| SHORT TASK 1 |
In the forum thread on wire management for pneumatics, what voltage does smoker360 say all the prop's current power uses?
| SHORT TASK 2 |
Pick up the forum thread on wire management for pneumatics with the post that smoker360 begins at the end.

| TEXT |
#####

# Wire management for Pneumatics?



## smoker360 (Mar 29, 2009)

Hi all,

I'm building a horizontal sliding rig that will move a animatronic from the back of the room toward the spectator. The idea is to use a scissor mechanism horizontally and on a track to create the creepy sliding motion of 8 to 10 feet. 

The problem is, the prop that will be sliding has an air line and a electrical line attached to her (electric for the eyes and audio and air line for pneumatics within). 

How do I make sure 8 to 10 feet of "wiring" does not get caught up or tangled when the rig slides forward and then retracts?


----------



## Bascombe (May 18, 2010)

can you use DC and have it all self contained?


----------



## smoker360 (Mar 29, 2009)

bascombe said:


> can you use dc and have it all self contained?


dc?


----------



## hedg12 (Jul 6, 2008)

You could use e-chain, but it's kind of pricey. A less expensive alternative would be to use flexible conduit. Fasten it to the ground or base of the track (where it won't get caught in the works) at the middle of the props travel, & train it so that it won't get hung up when the prop extends and retracts.


----------



## bfjou812 (Aug 15, 2008)

You could try to fasten it to the center pivots of the scissor mechanism.


----------



## Wildcat (Nov 3, 2007)

I'm not sure how large the animatronic is but you could use a self retracting air hose reel. Then attach all other wires to the air line itself. This would allow it to safely retract all the lines. The down side is the retracting reel is about 2' in diameter.


----------



## Lunatic (Oct 3, 2006)

smoker360 said:


> dc?


DC current instead of AC. Portable and safer to use.


----------



## smoker360 (Mar 29, 2009)

Thanks for the ideas guys. I appreciate it.

Lunatic and Bascombe: All power currently used is 12VDC. I thought about using batteries but I would still need to run an airline to the prop.

Thinking about trying a Air Compressor line that coils-up very tight and that does not have a "memory effect". The cheap airlines coil nicely at first but after stretching them a few times they lose their coil. A friend mentioned that I could find a "no memory" airline that returns perfectly every time, so I'm on the lookout for one now.

In the mean time, I will experiment with mounting on the center points of the scissor mech and the self retracting hose reel. I'll let you know how it works.

Good ideas guys. Keep them coming!

Here are a couple pics of the animatronic...








[/URL][/TD][/TR][TR][TD]From Halloween 2009[/TD][/TR][/TABLE][/IMG]








[/URL][/TD][/TR][TR][TD]From Halloween 2009[/TD][/TR][/TABLE][/IMG]


----------



## smoker360 (Mar 29, 2009)

#####

| DATA SHOWN |
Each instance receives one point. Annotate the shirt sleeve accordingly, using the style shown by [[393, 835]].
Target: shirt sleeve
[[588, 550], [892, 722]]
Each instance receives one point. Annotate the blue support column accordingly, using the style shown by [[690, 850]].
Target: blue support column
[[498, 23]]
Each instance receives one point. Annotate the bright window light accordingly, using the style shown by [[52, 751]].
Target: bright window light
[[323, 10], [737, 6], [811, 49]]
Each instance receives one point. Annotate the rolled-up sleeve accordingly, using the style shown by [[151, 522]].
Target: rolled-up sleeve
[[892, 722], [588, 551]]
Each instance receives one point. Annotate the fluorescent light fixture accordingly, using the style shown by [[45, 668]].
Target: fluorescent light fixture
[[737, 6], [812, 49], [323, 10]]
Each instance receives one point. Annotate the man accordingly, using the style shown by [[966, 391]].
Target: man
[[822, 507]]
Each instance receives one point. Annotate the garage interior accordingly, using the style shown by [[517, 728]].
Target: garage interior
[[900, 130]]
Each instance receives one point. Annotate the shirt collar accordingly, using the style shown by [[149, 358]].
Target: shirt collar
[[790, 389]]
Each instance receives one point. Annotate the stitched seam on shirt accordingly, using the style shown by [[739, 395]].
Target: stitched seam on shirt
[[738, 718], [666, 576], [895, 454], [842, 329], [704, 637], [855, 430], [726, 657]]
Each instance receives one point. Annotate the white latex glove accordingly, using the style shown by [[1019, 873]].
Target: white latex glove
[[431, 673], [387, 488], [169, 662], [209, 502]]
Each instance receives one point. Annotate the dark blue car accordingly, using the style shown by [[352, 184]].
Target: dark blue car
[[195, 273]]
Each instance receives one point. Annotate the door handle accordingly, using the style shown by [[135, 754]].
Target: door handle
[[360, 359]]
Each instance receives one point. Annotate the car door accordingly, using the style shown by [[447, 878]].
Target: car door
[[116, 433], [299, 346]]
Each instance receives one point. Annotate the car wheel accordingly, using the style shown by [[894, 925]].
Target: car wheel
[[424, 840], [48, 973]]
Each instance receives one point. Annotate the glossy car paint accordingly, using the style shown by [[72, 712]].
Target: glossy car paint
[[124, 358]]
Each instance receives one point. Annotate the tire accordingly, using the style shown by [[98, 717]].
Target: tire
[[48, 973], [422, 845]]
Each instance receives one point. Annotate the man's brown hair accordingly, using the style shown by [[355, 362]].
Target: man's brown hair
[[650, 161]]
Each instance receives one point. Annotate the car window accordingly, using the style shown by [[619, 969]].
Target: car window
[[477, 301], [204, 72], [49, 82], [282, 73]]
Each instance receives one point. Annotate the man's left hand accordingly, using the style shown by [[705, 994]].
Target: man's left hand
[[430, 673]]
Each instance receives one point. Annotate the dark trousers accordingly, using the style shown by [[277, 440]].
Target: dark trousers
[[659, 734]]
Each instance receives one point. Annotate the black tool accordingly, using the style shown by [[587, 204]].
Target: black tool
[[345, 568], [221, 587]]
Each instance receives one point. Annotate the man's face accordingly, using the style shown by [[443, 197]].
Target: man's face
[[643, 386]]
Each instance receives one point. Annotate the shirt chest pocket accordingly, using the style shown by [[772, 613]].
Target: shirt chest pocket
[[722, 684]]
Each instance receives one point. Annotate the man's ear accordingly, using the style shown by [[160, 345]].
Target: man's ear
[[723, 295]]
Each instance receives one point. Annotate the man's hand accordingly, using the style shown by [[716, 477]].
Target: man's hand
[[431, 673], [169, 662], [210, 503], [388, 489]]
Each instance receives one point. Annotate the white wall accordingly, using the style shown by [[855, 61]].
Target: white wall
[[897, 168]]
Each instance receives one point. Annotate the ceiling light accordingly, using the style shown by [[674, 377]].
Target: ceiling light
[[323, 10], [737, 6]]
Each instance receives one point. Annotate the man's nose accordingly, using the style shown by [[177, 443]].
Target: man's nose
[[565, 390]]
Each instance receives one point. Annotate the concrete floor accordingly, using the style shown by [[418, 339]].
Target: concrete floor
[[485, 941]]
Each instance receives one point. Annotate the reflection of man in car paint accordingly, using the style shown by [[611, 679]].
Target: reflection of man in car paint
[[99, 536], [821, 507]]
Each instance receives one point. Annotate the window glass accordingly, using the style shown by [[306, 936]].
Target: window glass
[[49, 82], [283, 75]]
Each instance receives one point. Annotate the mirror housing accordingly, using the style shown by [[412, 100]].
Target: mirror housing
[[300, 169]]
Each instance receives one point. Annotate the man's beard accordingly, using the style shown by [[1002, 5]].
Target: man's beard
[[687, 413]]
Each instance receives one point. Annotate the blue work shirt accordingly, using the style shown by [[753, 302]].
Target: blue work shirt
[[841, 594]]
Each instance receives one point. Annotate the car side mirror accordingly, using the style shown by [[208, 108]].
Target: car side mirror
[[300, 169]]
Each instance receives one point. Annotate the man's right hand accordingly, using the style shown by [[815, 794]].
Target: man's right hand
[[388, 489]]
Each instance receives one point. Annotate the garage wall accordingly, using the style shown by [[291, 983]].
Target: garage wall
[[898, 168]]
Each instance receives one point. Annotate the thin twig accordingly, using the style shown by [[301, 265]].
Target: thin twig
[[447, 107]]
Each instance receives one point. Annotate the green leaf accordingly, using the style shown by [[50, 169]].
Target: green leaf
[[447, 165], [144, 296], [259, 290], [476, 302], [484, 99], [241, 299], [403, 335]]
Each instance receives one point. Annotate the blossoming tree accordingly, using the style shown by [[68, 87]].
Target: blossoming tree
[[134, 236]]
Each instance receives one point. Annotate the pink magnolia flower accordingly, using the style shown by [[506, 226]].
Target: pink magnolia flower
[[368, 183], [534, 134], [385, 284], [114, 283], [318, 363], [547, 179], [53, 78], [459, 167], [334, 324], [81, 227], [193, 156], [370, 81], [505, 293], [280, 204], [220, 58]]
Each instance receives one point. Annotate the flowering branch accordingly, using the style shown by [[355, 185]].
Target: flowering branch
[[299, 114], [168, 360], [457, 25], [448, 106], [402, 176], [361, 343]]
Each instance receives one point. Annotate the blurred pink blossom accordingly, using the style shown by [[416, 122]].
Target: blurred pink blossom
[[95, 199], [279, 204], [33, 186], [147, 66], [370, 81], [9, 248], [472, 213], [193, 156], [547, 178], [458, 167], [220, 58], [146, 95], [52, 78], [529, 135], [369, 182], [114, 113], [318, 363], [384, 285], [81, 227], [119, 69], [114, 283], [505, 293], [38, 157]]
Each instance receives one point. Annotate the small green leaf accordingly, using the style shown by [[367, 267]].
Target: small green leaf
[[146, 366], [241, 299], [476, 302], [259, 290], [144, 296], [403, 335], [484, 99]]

#####

| ANSWER 1 |
12VDC.

| ANSWER 2 |
Sorry about the pics. Try that again...


----------



## smoker360 (Mar 29, 2009)

https://picasaweb.google.com/lh/photo/m5W8AV3Sbl5Do_Hy6woU-g?feat=directlink

https://picasaweb.google.com/lh/photo/km-WFJ5mmLsvpiQdAckVeg?feat=directlink


----------



## niblique71 (Dec 2, 2009)

As mentioned earlier, I would use the coil type air hose used by professional mechanics that would normally hang from the ceiling of a shop. Depending on the "throw" of your scissor mechanism you could attach the coil to the center pivot points of your scissor at every coil, or every other coil, or even every 3rd coil of the air hose. This would keep the stretch even across the hose as it extends with the prop. You could tape your wire to this hose (Coiled with the air hose). If done right, you should be able to avoid chafing on both. I would test and adjust everything without air or power (by hand) before you snug everything down.

To attach the hose to these points you could choose longer pivot bolts. After adjusting the scissor mechanism for "freeness" add an extra nut to the bolts with an automotive wire clamp to hold the hose and wire. EDIT: Dont be afraid to experiment with mounting the hose and wire on the scissor bars and Not the pivot points. The Pivot points might rotate in an unexpected way causing a potential bind.

The coils of the air hose should help reduce flexing stress on the electric wire and help keep everything away from any pinch points.


----------



## smoker360 (Mar 29, 2009)

Thanks niblique71. 

I think that utilizing coiling air hose is the way to go also and I like your thoughts on the connection points. Now, on to the testing and working out the kinks...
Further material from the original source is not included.